Supplied records START

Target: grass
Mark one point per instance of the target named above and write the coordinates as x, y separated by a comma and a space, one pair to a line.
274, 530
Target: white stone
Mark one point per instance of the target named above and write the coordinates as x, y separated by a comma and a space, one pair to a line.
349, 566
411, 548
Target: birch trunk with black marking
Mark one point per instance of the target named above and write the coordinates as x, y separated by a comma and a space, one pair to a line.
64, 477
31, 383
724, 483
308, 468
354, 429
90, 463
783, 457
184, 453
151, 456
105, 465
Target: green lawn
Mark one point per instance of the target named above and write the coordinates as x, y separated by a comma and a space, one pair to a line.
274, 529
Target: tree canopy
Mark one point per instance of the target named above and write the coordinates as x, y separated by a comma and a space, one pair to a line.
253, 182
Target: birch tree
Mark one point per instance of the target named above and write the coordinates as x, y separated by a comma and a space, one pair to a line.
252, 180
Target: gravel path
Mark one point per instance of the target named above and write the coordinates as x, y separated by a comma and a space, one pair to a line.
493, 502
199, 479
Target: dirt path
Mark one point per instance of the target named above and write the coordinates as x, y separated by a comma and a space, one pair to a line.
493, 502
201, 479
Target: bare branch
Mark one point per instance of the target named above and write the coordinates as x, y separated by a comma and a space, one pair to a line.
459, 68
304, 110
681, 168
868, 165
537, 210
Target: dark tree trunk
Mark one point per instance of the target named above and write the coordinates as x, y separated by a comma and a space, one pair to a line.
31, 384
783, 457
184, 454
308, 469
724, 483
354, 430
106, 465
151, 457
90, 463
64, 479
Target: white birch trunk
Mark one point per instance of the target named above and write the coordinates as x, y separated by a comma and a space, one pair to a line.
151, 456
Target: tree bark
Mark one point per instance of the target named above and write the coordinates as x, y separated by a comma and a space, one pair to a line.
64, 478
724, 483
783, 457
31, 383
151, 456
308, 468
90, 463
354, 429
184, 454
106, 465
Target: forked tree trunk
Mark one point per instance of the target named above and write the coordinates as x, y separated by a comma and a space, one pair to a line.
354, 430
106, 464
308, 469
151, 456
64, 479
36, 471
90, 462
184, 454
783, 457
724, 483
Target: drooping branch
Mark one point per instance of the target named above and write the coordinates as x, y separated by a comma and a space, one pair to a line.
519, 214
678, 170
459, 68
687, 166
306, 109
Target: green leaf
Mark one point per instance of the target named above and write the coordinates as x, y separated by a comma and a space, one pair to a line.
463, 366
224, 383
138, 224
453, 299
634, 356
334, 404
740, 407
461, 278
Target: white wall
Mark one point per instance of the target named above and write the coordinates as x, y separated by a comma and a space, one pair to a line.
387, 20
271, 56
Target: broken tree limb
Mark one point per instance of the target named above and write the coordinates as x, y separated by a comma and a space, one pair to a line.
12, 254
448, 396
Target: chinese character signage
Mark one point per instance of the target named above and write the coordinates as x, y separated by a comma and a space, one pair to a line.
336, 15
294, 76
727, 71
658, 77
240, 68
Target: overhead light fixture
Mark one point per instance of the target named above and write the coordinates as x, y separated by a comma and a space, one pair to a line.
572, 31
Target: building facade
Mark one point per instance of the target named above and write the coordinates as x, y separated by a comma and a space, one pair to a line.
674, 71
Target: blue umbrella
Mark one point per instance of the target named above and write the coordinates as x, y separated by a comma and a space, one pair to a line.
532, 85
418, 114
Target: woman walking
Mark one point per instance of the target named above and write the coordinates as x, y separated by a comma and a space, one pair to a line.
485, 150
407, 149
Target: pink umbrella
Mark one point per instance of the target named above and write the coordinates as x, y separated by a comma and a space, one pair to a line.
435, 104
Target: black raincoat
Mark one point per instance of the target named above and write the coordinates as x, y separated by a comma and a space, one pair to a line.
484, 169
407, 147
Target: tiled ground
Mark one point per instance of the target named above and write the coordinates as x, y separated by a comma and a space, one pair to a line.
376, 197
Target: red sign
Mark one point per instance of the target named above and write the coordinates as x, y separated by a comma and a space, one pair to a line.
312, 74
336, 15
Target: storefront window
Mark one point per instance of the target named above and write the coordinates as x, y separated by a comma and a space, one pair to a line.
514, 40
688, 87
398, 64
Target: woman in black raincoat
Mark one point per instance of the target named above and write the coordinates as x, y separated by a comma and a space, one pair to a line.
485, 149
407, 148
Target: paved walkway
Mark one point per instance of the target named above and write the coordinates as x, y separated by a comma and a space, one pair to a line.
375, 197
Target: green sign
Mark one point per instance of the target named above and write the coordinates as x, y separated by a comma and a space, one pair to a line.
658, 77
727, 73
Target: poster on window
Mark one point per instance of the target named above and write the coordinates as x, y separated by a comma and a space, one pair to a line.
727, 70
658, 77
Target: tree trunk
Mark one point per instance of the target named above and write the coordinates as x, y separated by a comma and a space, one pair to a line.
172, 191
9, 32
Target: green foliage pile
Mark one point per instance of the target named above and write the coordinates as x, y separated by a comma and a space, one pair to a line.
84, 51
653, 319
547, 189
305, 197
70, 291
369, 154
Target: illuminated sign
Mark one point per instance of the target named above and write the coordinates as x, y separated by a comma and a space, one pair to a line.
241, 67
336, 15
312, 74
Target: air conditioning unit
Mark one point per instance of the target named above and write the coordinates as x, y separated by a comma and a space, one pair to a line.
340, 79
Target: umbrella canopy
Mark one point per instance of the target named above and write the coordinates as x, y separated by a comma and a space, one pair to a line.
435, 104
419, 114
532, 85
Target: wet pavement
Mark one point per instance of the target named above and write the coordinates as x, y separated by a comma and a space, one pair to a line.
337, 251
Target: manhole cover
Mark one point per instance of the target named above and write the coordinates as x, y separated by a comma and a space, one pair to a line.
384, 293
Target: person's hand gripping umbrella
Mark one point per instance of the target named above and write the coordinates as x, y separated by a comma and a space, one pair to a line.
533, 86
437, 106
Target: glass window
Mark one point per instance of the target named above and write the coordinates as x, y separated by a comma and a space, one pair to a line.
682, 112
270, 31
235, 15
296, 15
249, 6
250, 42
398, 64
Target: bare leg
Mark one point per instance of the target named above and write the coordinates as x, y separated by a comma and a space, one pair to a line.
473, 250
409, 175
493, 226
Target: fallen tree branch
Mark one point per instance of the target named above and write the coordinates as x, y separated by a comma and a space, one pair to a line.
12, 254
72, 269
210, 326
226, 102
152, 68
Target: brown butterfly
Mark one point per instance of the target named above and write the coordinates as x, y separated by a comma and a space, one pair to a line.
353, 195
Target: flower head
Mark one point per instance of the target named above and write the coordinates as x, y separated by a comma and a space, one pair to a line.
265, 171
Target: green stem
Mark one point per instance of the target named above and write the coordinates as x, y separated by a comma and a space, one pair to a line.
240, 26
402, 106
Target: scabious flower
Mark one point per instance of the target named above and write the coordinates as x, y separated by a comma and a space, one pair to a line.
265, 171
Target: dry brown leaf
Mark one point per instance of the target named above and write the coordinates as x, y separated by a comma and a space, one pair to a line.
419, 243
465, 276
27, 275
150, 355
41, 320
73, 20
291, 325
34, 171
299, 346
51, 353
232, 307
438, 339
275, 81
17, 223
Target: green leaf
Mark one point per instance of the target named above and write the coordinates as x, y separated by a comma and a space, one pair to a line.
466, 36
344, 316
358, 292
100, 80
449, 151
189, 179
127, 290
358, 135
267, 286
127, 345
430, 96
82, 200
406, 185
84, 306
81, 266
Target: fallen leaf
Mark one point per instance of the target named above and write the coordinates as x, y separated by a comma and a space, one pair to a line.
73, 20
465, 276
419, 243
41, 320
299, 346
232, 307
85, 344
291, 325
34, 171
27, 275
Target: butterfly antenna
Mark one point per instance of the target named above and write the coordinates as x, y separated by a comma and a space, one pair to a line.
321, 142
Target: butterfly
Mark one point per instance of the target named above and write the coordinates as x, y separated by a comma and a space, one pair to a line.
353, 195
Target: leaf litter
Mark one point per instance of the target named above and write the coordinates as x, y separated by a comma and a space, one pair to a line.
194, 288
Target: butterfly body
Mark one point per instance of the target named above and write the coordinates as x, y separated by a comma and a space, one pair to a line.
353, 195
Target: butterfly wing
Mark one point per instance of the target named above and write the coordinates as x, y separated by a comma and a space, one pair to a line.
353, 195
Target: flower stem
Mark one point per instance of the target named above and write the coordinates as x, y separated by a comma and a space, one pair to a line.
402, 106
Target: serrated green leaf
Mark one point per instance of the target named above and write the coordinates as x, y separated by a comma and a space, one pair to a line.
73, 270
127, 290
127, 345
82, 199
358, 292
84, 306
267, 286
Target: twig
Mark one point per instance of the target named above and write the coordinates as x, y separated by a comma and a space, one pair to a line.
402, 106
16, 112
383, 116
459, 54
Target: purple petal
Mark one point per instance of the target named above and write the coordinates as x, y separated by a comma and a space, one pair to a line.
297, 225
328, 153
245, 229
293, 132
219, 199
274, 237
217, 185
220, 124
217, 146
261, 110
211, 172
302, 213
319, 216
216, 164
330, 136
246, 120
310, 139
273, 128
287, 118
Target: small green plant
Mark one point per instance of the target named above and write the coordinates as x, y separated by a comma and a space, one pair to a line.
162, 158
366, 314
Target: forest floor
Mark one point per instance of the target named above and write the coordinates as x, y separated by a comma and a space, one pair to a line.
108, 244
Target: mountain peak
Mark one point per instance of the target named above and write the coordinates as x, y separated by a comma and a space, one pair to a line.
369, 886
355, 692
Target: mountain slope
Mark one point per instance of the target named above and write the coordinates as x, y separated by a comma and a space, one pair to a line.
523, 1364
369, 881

Supplied records END

Above are records; repeat only the lines starting at the line with "Target: tiled ground" and ending at the line with "Target: storefront window", exactly as they appear, both included.

▸ **Solution to this exercise**
Target: tiled ground
Mark one point per instance of the target named above and write the coordinates as x, y separated by a comma and a space, one pair to a line.
376, 197
Target: red sign
Mark one point per instance of the target named above and write the coordinates as x, y separated by a comma and a space, one pair to a line.
312, 74
336, 15
Target: storefront window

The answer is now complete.